Ohne Facebook hätte es Christchurch nicht gegeben, sagt der Experte

Brendan Bühler
Brendan Bühler

Bern,

Im neuseeländischen Christchurch kam es vergangene Woche zu einem rechtsextremen Anschlag. Journalist Hannes Grassegger sieht Facebook in der Verantwortung.

Christchurch Neuseeland Facebook
Ein Polizist patrouilliert hinter einem Absperrband in der Nähe einer Moschee im Zentrum von Christchurch. - DPA

Das Wichtigste in Kürze

  • 50 Menschen wurden bei einem terroristischen Anschlag in Neuseeland ermordet.
  • Die Tat wurde auf Facebook gestreamt und später im Netz verbreitet.
  • Laut dem Journalisten Hannes Grassegger trägt Facebook eine Verantwortung.

Vergangene Woche kam es in Neuseeland zu einem rechtsextremen Terroranschlag. 50 Menschen muslimischen Glaubens wurden ermordet. Der Täter, ein 28-jähriger Australier, streamte die Tat auf Facebook. Das Video wurde kopiert und auf anderen Plattformen verbreitet.

- **AUFGABENSTELLUNG**:
Beantworte die folgenden Fragen anhand des Artikels über den Anschlag in Christchurch.
1. Wie viele Menschen wurden bei dem Anschlag ermordet?
2. Wie alt war der Täter, und woher stammte er?
3. Welcher Journalist sieht Facebook in der Verantwortung?

- **BEREITGESTELLTE DATEN**:
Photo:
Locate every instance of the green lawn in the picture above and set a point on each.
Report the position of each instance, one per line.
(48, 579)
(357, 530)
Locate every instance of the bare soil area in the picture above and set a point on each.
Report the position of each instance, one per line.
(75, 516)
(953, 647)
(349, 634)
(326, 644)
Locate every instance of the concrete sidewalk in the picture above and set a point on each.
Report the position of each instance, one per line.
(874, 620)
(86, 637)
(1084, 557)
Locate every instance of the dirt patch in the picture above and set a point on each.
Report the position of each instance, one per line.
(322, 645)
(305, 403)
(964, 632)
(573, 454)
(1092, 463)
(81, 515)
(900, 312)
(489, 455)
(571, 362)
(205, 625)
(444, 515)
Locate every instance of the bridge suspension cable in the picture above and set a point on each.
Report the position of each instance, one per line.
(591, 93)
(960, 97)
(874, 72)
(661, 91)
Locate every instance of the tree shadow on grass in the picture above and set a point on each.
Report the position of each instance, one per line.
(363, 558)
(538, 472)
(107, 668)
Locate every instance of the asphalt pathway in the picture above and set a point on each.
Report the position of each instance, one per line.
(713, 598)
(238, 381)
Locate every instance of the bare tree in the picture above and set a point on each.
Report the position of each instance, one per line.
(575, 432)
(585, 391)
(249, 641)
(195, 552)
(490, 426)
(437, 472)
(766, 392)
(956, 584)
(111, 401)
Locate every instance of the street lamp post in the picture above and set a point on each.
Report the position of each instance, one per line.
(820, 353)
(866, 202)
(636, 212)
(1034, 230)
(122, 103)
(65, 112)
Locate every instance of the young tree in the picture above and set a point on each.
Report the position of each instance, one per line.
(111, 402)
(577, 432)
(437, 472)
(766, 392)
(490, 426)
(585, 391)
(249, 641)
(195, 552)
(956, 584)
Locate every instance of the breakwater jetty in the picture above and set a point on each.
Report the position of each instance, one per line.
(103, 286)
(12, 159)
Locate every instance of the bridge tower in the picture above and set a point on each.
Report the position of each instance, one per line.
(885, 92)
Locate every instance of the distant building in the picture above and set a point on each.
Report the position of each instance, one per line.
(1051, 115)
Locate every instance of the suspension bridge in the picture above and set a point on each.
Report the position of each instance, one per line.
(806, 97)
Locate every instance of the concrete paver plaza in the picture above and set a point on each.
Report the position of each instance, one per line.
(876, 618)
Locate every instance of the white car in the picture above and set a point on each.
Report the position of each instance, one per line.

- **LÖSUNG**:
1. 50 Menschen.
2. Er war 28 Jahre alt und Australier.
3. Hannes Grassegger.